DIRECTIVE. Which lines in the material below contain the word "shirt"? Copy each of them in full, counting a match only when the capitalization is identical.

Start MATERIAL SUPPLIED

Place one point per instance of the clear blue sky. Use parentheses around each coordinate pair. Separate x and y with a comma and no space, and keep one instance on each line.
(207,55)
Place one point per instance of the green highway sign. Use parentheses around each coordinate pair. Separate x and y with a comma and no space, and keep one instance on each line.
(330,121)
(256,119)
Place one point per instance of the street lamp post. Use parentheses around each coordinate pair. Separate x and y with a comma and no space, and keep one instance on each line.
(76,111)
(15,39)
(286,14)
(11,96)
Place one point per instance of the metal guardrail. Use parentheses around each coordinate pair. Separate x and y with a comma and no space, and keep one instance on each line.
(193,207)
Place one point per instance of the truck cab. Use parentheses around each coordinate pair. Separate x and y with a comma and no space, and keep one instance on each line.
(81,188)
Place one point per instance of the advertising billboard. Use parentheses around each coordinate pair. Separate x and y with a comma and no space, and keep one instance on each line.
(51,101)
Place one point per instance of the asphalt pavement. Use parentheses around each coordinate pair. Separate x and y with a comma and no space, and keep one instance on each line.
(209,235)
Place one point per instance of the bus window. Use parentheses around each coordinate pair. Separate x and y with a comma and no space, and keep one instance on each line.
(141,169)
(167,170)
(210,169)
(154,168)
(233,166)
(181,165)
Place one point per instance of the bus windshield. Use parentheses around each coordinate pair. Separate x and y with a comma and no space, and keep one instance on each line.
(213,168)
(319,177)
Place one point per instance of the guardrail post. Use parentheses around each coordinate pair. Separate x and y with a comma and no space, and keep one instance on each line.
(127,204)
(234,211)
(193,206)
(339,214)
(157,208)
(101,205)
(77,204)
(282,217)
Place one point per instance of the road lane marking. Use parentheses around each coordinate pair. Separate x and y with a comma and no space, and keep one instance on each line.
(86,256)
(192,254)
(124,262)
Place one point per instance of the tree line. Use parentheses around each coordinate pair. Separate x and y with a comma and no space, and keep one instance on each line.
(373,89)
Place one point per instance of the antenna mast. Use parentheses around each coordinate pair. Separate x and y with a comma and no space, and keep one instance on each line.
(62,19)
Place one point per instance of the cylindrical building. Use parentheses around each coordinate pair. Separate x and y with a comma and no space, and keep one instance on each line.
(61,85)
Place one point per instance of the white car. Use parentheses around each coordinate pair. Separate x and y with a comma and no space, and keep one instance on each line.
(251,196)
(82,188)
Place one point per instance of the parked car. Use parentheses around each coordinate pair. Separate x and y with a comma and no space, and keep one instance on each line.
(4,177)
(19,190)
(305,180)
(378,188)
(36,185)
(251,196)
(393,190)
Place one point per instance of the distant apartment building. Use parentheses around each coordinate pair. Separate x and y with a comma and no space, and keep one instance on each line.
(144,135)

End MATERIAL SUPPLIED
Start MATERIAL SUPPLIED

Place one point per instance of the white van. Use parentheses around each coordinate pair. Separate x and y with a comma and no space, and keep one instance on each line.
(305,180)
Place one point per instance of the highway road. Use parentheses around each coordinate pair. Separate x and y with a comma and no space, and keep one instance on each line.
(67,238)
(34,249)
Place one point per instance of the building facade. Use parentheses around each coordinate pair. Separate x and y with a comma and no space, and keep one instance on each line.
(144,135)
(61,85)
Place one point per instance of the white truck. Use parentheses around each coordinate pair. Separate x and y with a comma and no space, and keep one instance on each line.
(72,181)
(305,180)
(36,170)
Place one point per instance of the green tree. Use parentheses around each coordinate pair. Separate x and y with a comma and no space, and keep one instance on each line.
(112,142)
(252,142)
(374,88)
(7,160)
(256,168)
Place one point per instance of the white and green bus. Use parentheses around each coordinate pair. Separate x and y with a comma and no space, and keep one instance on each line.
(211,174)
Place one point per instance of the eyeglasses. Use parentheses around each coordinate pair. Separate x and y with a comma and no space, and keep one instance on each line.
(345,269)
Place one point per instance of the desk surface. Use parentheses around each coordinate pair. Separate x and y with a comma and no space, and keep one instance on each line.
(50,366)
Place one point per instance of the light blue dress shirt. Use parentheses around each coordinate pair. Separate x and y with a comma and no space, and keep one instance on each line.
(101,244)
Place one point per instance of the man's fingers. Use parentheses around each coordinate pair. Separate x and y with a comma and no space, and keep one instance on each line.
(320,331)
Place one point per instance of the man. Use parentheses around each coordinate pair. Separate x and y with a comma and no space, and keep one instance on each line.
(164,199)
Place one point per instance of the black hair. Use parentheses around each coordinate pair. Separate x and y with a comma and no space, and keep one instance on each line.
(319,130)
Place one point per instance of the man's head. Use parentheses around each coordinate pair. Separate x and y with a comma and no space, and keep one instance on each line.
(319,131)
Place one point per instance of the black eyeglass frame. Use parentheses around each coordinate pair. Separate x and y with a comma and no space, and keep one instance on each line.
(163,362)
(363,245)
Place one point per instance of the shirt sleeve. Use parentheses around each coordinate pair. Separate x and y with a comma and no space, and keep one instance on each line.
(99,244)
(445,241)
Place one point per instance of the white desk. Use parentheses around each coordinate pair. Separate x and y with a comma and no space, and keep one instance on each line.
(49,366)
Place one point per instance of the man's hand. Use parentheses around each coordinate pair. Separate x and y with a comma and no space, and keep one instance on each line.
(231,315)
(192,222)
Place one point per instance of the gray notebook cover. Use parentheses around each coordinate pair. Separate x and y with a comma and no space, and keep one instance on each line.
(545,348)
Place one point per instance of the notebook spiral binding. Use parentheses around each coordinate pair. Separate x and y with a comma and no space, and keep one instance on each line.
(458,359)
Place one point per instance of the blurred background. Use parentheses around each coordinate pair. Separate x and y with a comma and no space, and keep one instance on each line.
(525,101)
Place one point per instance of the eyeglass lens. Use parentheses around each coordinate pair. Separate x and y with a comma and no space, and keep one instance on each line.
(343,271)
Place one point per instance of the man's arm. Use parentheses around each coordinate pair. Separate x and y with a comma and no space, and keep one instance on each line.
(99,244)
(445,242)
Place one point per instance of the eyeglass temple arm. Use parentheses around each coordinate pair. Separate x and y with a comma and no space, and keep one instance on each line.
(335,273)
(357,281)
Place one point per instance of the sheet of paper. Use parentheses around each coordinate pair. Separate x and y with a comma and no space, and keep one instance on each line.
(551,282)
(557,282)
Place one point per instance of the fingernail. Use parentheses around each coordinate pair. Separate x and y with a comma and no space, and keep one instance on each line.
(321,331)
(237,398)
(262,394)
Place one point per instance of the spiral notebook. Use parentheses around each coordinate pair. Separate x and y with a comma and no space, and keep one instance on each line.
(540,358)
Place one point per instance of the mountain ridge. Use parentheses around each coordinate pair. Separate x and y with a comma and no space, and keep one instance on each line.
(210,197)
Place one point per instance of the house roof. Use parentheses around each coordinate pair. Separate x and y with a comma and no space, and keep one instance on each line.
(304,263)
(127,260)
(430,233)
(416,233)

End MATERIAL SUPPLIED

THE SOLUTION.
Place one point per instance of the light blue dress shirt. Use parentheses around each coordinate pair. Separate x and y with a comma and no space, and keep one instance on each line.
Place one point per instance of the shirt sleeve. Use parentheses around each coordinate pair. Separate x and y with a comma and no space, and keep one instance on each line.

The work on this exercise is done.